Document passage:

[start]

# Maenofferen Slate mine, Blaenau Ffestiniog, North Wales, July 2020



## HughieD (Aug 1, 2020)

*1. The History*
Maenofferen slate quarry is situated near the North Wales town of Blaenau Ffestiniog, between the Manod and Moelwyn Mountains. Situated at 400m, it was first worked by men from the nearby Diphwys mine circa 1800 and by 1848 slate was being transported via the Ffestiniog Railway. This ceased in 1857 but traffic resumed shortly after as a steady flow of slate was dispatched via the railway. The quarry was initially named "David Jones" mine until it was renamed in 1861 when the Maenofferen Slate Quarry Co. Ltd. was incorporated. That year it produced around 400 tons of slate and the next year the leasing of a wharf at Porthmadog for onward distribution.

[end]

Exercise: Transcribe the whole slate mine history above without changing a word. The material that comes next is separate from the slate mine history.

Image region labeling entries

[start]

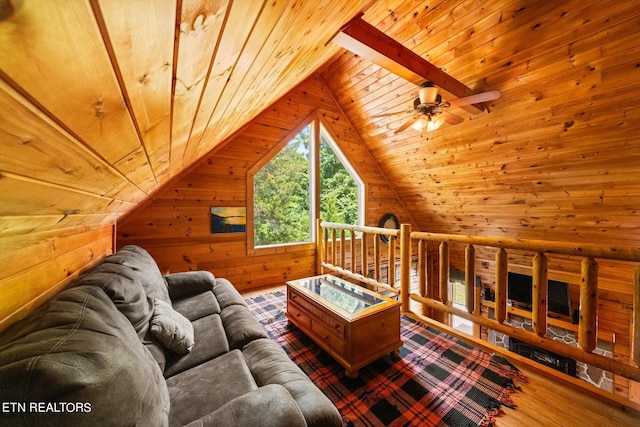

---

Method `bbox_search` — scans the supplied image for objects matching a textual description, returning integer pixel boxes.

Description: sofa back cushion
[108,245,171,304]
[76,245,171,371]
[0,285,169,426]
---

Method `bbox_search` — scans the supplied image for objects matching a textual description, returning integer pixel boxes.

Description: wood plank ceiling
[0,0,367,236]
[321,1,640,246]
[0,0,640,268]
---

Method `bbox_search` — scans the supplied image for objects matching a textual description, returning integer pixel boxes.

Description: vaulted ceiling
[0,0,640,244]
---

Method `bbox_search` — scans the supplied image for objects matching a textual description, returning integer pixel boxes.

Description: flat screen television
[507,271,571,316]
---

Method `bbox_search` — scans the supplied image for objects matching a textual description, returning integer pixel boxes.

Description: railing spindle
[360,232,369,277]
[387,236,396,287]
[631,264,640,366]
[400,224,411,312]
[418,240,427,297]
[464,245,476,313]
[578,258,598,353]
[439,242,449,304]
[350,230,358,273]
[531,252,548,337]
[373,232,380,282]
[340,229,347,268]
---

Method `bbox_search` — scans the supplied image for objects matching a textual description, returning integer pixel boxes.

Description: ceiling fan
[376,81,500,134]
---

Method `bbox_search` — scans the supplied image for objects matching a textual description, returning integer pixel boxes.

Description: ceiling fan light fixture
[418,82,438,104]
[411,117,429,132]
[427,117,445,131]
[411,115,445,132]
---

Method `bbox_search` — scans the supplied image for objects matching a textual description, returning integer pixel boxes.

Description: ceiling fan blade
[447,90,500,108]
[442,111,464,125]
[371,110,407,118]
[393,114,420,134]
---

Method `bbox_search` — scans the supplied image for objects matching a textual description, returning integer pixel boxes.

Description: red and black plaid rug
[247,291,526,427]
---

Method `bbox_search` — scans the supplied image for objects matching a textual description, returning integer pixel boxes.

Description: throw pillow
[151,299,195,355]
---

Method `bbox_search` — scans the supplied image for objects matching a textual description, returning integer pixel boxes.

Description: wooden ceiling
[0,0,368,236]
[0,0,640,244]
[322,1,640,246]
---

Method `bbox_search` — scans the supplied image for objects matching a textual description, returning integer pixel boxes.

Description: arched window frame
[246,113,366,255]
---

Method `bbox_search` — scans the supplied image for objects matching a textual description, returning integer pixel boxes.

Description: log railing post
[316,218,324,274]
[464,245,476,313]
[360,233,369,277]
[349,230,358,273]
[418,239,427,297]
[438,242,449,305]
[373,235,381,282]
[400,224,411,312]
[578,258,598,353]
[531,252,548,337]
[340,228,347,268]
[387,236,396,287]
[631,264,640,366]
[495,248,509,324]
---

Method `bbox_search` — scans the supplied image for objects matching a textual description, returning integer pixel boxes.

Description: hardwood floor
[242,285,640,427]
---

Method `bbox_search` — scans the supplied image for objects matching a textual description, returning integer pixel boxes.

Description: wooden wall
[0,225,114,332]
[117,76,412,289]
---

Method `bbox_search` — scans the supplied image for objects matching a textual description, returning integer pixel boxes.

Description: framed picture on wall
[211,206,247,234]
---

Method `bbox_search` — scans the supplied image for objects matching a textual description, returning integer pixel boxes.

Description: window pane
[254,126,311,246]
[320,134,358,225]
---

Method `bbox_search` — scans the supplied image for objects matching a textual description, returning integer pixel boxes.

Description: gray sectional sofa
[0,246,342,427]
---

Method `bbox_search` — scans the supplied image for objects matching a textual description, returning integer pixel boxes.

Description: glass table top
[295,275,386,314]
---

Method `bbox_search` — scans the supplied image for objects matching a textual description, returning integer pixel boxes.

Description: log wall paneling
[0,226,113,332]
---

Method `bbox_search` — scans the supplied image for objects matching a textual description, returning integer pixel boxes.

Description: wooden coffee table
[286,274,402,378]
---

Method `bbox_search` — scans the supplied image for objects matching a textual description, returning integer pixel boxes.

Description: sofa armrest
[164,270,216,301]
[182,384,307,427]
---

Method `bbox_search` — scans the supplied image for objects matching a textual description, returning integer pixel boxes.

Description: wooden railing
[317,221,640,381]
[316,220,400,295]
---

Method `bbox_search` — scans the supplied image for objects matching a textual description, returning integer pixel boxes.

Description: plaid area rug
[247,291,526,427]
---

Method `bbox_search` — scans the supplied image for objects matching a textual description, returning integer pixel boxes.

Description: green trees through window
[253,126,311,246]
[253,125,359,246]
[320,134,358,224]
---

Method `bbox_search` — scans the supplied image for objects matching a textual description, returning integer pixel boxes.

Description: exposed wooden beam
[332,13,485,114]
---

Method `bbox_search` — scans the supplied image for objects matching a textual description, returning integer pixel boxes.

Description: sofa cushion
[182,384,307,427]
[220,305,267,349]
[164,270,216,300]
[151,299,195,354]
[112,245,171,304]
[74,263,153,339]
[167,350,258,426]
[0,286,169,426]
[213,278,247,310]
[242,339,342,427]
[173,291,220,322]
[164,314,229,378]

[end]

Answer to the exercise:
# Maenofferen Slate mine, Blaenau Ffestiniog, North Wales, July 2020



## HughieD (Aug 1, 2020)

*1. The History*
Maenofferen slate quarry is situated near the North Wales town of Blaenau Ffestiniog, between the Manod and Moelwyn Mountains. Situated at 400m, it was first worked by men from the nearby Diphwys mine circa 1800 and by 1848 slate was being transported via the Ffestiniog Railway. This ceased in 1857 but traffic resumed shortly after as a steady flow of slate was dispatched via the railway. The quarry was initially named "David Jones" mine until it was renamed in 1861 when the Maenofferen Slate Quarry Co. Ltd. was incorporated. That year it produced around 400 tons of slate and the next year the leasing of a wharf at Porthmadog for onward distribution.